Problem to solve:
The records that follow must be repeated exactly, line by line.
============================================================
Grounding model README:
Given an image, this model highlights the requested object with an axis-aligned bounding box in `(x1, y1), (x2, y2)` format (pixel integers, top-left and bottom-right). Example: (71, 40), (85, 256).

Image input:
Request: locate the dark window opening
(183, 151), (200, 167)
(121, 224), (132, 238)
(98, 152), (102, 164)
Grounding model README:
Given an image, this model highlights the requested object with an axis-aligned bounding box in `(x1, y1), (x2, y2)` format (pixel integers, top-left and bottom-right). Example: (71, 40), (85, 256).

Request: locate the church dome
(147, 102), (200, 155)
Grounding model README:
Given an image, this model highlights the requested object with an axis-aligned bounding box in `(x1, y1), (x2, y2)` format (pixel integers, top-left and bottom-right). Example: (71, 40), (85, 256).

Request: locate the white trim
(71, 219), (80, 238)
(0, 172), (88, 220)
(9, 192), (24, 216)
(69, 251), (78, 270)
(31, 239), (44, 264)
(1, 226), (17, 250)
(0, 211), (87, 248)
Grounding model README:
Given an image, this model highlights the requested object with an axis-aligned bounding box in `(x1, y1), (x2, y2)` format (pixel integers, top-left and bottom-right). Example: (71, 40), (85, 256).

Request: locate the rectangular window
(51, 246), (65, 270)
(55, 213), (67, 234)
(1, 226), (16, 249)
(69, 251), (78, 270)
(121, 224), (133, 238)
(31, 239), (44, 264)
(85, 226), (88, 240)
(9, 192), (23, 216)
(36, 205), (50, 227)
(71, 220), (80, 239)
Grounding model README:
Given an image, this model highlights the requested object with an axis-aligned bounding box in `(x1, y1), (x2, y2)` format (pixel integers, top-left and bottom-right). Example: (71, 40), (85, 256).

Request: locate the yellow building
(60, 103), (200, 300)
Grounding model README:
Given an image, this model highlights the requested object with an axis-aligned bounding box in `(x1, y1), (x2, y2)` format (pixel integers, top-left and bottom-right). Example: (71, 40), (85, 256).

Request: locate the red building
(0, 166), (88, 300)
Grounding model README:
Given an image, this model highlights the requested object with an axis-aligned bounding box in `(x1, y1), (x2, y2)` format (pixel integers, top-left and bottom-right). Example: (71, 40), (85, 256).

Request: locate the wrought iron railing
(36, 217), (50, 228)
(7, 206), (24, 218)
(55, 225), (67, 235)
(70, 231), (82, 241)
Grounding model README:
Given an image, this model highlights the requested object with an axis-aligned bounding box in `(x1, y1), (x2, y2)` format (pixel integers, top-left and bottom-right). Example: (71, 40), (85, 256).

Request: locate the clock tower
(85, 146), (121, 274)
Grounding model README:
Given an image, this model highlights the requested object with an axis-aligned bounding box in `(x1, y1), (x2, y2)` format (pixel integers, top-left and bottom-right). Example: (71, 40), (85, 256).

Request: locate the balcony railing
============================================================
Result of the task:
Grounding model README:
Given an image, this model highlights the requested object with an axis-aligned bounding box in `(x1, y1), (x2, y2)` format (pixel integers, top-left and bottom-right). Example: (71, 40), (85, 256).

Image input:
Request: locate the dark window opening
(183, 151), (200, 167)
(121, 224), (132, 238)
(98, 152), (102, 164)
Grounding model README:
Given an image, this model highlights the requested object with an axis-aligned bounding box in `(x1, y1), (x2, y2)` format (pixel integers, top-left and bottom-right). Example: (71, 40), (85, 256).

Request: locate the church dome
(147, 102), (200, 155)
Grounding model README:
Given an image, this model highlights the requested object with an axis-aligned bounding box in `(x1, y1), (x2, y2)` format (pixel integers, top-left and bottom-right). Example: (71, 40), (85, 256).

Request: locate the white trim
(71, 219), (80, 238)
(0, 172), (88, 220)
(9, 192), (24, 216)
(69, 251), (78, 270)
(31, 239), (44, 264)
(1, 226), (17, 250)
(0, 211), (87, 248)
Grounding model README:
Given an image, this model highlights the requested object with an axis-aligned bounding box in `(x1, y1), (x2, y2)` format (pixel integers, top-left and bottom-right). Example: (71, 40), (85, 256).

Request: locate the rectangular window
(51, 246), (65, 270)
(55, 213), (67, 234)
(1, 226), (16, 249)
(69, 251), (78, 270)
(121, 224), (133, 238)
(31, 239), (44, 264)
(85, 226), (88, 240)
(9, 192), (23, 216)
(36, 205), (50, 227)
(71, 220), (80, 239)
Grounding model README:
Given an image, this model highlights the requested object with an axis-aligned bounding box in `(x1, y1), (x2, y2)` format (pixel integers, top-left and bottom-right). Example: (71, 40), (85, 256).

Request: locate the yellow building
(60, 103), (200, 300)
Grounding model README:
Given an image, this model highlights the requested object with an axis-aligned bounding box in `(x1, y1), (x2, y2)` format (pixel integers, top-left and bottom-right). Example: (71, 40), (85, 256).

Request: locate the red building
(0, 166), (88, 300)
Grounding model README:
Given an image, this model highlights the requested object with an axis-aligned bounding box in `(x1, y1), (x2, y2)` format (pixel integers, top-left and bottom-right). Example: (71, 40), (85, 256).

Request: locate the wrought iron railing
(36, 217), (50, 228)
(7, 206), (24, 218)
(55, 225), (67, 235)
(70, 231), (82, 241)
Grounding model README:
Given an image, this model highlights the requested object with an axis-aligned bounding box in `(x1, y1), (x2, y2)` format (pixel integers, top-left and bottom-right). Example: (71, 40), (85, 256).

Request: locate the clock tower
(85, 146), (121, 274)
Grounding model README:
Given an image, this model highlights the requested object with an axis-aligned bounding box in `(x1, y1), (x2, y2)` format (pixel integers, top-left and bottom-right). Example: (71, 40), (85, 256).

Request: locate the balcony railing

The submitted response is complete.